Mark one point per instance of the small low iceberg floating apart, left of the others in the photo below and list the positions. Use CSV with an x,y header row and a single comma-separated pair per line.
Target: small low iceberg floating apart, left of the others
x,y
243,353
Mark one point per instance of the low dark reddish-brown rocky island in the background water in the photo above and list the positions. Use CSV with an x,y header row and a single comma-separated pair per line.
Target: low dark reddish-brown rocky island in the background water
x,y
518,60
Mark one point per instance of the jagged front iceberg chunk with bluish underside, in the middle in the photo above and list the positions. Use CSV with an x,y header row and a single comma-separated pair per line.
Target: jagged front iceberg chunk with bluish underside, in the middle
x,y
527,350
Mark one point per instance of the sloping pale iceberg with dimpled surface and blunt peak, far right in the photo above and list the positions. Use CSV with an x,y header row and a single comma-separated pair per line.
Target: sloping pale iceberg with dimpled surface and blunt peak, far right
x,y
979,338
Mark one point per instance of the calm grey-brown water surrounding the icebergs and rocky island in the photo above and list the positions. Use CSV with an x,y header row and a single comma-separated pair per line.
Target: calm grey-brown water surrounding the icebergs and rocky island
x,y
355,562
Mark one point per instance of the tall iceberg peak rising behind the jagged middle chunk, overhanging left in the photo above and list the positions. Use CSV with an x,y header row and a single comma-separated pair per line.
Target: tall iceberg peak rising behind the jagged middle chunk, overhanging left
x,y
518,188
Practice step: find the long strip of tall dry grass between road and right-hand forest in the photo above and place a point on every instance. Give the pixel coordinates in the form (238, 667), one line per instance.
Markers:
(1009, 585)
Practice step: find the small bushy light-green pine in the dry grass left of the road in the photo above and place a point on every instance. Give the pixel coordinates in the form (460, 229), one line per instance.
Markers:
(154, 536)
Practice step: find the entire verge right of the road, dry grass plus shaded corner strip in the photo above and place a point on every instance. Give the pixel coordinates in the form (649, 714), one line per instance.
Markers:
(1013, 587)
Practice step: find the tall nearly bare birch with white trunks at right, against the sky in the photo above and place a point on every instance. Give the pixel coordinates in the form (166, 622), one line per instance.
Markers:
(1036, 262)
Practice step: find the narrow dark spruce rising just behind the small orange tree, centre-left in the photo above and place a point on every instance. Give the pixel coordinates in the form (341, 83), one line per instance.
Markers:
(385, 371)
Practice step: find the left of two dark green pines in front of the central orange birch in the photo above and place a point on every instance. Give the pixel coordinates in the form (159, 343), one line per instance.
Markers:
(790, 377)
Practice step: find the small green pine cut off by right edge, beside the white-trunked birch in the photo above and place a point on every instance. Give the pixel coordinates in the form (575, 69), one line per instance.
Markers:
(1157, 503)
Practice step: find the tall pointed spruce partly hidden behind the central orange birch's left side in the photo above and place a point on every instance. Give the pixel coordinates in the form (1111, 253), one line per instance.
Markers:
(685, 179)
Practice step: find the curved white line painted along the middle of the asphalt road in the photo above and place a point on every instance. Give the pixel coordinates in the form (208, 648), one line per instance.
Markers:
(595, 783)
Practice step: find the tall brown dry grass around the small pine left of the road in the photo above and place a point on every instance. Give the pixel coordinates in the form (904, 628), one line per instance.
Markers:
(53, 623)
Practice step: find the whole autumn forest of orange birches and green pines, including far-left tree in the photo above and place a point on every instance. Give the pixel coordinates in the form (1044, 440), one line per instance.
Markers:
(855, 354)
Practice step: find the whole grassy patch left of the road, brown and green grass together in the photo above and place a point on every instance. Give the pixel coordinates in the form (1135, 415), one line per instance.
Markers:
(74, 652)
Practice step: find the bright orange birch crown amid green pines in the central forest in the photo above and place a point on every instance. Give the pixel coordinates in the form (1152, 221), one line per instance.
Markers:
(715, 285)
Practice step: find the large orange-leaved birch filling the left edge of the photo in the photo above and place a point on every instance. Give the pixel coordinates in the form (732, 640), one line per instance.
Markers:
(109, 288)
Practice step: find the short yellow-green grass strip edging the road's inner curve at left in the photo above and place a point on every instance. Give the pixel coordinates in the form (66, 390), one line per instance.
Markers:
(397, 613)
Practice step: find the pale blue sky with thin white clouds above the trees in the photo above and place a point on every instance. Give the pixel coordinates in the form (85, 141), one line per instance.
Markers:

▶ [What to produce]: For each line in the data above that contains the string "list", extract the line.

▶ [Task solution]:
Mark one point per instance of the small low iceberg floating apart, left of the others in the photo below and list the positions. Use CSV with an x,y header row and a single comma-separated pair per line.
Mark one point per instance of the low dark reddish-brown rocky island in the background water in the photo above and list the positions. Use CSV with an x,y header row and a single comma-separated pair per line.
Mark one point per instance of the jagged front iceberg chunk with bluish underside, in the middle in the photo above and list the positions. Use CSV with an x,y header row and a single comma-separated pair per line.
Mark one point per instance of the sloping pale iceberg with dimpled surface and blunt peak, far right in the photo above and list the positions. Use CSV with an x,y header row and a single comma-separated pair per line.
Mark one point per instance of the calm grey-brown water surrounding the icebergs and rocky island in the photo above and list the positions. Use CSV with an x,y header row and a single comma-separated pair per line.
Mark one point per instance of the tall iceberg peak rising behind the jagged middle chunk, overhanging left in the photo above and list the positions. Use CSV with an x,y header row and a single comma-separated pair per line.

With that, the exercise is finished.